▶ [Aim]: Rewrite the material from its first line through the line containing "top-left (338, 212), bottom-right (360, 240)", both included, changing "Expected output style" to "Required output format" and leaving everything else unchanged. Omit the pictures from your answer.

━━━ Provided information ━━━

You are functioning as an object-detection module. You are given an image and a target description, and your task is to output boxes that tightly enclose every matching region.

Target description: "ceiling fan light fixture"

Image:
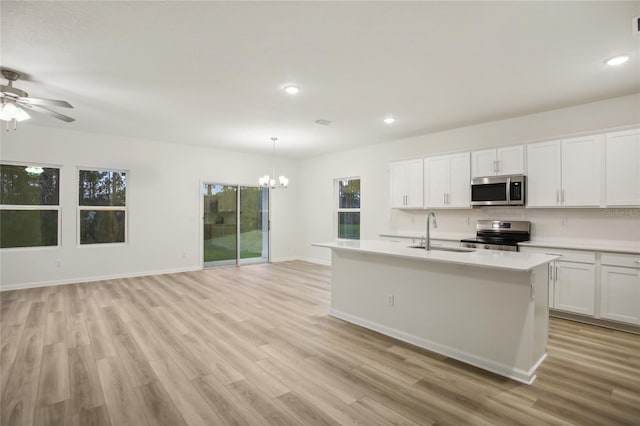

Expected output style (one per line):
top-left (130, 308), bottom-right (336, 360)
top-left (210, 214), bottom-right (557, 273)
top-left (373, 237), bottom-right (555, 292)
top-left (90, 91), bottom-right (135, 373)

top-left (284, 84), bottom-right (300, 95)
top-left (0, 102), bottom-right (31, 121)
top-left (605, 55), bottom-right (629, 67)
top-left (24, 166), bottom-right (44, 175)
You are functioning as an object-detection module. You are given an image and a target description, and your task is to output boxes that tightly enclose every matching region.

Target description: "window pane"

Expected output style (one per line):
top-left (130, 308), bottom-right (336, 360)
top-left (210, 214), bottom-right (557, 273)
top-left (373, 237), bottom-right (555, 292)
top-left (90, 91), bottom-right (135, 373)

top-left (80, 210), bottom-right (125, 244)
top-left (78, 170), bottom-right (127, 206)
top-left (0, 164), bottom-right (60, 206)
top-left (0, 210), bottom-right (58, 248)
top-left (338, 179), bottom-right (360, 209)
top-left (338, 212), bottom-right (360, 240)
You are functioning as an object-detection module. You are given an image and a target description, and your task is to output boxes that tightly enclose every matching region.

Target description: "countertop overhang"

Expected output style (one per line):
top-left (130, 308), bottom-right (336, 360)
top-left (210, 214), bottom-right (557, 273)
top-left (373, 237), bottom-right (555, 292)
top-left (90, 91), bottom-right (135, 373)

top-left (312, 240), bottom-right (559, 271)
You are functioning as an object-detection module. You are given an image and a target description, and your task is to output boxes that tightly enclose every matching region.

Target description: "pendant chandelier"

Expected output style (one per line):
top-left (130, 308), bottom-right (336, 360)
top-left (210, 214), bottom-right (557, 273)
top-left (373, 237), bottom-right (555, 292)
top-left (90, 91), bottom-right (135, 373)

top-left (258, 137), bottom-right (289, 189)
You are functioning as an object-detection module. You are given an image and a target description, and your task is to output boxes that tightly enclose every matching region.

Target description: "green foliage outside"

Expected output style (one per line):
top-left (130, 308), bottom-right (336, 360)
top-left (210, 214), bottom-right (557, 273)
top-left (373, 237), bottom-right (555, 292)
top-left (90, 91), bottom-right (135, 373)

top-left (0, 210), bottom-right (58, 248)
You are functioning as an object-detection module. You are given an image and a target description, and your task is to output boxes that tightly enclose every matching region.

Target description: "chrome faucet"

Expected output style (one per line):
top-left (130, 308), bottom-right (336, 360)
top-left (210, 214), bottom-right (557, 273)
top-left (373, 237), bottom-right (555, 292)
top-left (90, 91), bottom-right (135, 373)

top-left (424, 212), bottom-right (438, 250)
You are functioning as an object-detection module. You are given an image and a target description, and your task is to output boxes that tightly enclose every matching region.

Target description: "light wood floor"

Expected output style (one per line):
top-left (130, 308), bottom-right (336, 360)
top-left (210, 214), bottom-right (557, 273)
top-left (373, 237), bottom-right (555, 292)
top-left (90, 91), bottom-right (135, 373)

top-left (0, 262), bottom-right (640, 426)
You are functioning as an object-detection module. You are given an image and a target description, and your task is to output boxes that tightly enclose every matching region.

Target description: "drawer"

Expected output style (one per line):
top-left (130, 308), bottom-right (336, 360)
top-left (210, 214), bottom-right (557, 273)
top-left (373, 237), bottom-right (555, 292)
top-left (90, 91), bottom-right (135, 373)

top-left (520, 246), bottom-right (596, 263)
top-left (600, 253), bottom-right (640, 268)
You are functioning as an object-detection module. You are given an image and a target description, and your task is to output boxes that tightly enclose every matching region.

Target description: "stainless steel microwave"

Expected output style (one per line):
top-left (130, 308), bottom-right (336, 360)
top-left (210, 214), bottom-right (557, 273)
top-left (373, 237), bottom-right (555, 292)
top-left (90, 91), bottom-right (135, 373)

top-left (471, 175), bottom-right (526, 206)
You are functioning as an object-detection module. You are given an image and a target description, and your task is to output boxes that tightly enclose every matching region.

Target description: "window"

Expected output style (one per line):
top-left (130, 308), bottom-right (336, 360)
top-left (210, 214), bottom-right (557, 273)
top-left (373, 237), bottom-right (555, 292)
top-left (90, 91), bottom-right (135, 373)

top-left (78, 170), bottom-right (127, 244)
top-left (336, 178), bottom-right (360, 240)
top-left (0, 164), bottom-right (60, 248)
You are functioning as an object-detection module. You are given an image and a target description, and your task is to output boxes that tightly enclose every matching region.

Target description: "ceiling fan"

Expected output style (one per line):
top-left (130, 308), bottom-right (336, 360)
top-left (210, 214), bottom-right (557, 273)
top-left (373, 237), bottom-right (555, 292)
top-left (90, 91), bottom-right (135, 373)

top-left (0, 69), bottom-right (75, 130)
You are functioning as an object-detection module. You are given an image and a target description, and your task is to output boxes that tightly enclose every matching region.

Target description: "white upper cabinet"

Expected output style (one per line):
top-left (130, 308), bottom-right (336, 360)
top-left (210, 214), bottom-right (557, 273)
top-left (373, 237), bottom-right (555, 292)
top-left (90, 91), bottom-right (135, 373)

top-left (389, 158), bottom-right (424, 209)
top-left (471, 145), bottom-right (524, 177)
top-left (560, 135), bottom-right (604, 207)
top-left (424, 152), bottom-right (471, 208)
top-left (605, 129), bottom-right (640, 207)
top-left (526, 141), bottom-right (561, 207)
top-left (527, 135), bottom-right (604, 207)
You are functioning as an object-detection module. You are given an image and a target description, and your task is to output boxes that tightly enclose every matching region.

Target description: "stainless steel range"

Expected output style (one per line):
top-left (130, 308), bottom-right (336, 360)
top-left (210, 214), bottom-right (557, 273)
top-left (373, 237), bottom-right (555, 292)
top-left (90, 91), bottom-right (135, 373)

top-left (460, 220), bottom-right (531, 251)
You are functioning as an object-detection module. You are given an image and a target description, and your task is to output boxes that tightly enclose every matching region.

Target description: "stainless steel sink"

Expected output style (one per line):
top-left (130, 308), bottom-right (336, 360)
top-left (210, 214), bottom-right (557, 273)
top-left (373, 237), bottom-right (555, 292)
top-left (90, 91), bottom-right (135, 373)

top-left (409, 245), bottom-right (475, 253)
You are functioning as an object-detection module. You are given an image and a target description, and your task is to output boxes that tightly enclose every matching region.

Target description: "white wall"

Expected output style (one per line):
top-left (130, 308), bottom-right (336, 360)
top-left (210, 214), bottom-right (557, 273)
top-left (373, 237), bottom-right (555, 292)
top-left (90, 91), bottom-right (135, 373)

top-left (0, 123), bottom-right (300, 288)
top-left (300, 94), bottom-right (640, 263)
top-left (5, 95), bottom-right (640, 288)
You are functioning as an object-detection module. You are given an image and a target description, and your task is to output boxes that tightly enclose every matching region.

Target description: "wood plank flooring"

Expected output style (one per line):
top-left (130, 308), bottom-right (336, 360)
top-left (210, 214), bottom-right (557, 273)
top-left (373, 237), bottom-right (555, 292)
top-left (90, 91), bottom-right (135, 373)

top-left (0, 262), bottom-right (640, 426)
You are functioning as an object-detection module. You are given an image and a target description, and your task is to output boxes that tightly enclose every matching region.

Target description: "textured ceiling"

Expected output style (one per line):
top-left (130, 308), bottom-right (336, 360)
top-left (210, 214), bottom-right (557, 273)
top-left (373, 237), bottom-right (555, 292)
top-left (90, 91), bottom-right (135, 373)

top-left (0, 1), bottom-right (640, 156)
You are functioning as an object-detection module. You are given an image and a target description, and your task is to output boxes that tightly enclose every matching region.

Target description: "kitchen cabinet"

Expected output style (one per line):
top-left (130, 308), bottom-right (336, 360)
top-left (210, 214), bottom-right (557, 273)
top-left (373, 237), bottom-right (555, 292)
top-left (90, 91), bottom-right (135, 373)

top-left (520, 247), bottom-right (596, 316)
top-left (527, 135), bottom-right (604, 207)
top-left (471, 145), bottom-right (524, 177)
top-left (424, 152), bottom-right (471, 208)
top-left (605, 129), bottom-right (640, 207)
top-left (600, 253), bottom-right (640, 324)
top-left (552, 260), bottom-right (596, 316)
top-left (389, 158), bottom-right (424, 209)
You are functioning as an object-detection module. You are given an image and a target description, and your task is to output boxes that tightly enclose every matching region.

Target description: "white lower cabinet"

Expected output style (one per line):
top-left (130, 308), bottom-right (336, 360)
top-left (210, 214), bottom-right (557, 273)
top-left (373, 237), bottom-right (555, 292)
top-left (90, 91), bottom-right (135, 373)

top-left (600, 254), bottom-right (640, 324)
top-left (520, 247), bottom-right (596, 316)
top-left (553, 260), bottom-right (596, 315)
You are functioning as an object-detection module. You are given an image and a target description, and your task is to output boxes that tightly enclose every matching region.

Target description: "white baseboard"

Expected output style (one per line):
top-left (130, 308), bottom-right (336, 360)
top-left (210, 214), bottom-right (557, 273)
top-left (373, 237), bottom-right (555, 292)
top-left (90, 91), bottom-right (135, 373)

━━━

▶ [Solution]:
You are functioning as an object-detection module. You are given an image and a target description, and your task is to output boxes that tightly enclose every matching region.

Target description: "ceiling fan light fixture"

Image:

Required output format (one per line):
top-left (130, 308), bottom-right (336, 360)
top-left (210, 214), bottom-right (557, 273)
top-left (373, 237), bottom-right (555, 292)
top-left (90, 91), bottom-right (135, 373)

top-left (284, 84), bottom-right (300, 95)
top-left (0, 102), bottom-right (31, 121)
top-left (605, 55), bottom-right (629, 67)
top-left (24, 166), bottom-right (44, 175)
You are functioning as an object-detection module. You are given an image and a target description, and your task is to output boxes that tightly enclose every matching region.

Target description: "window pane"

Required output format (one per line):
top-left (130, 308), bottom-right (336, 360)
top-left (210, 214), bottom-right (557, 273)
top-left (373, 237), bottom-right (555, 292)
top-left (90, 91), bottom-right (135, 373)

top-left (80, 210), bottom-right (125, 244)
top-left (78, 170), bottom-right (127, 206)
top-left (0, 164), bottom-right (60, 206)
top-left (0, 210), bottom-right (58, 248)
top-left (338, 179), bottom-right (360, 209)
top-left (338, 212), bottom-right (360, 240)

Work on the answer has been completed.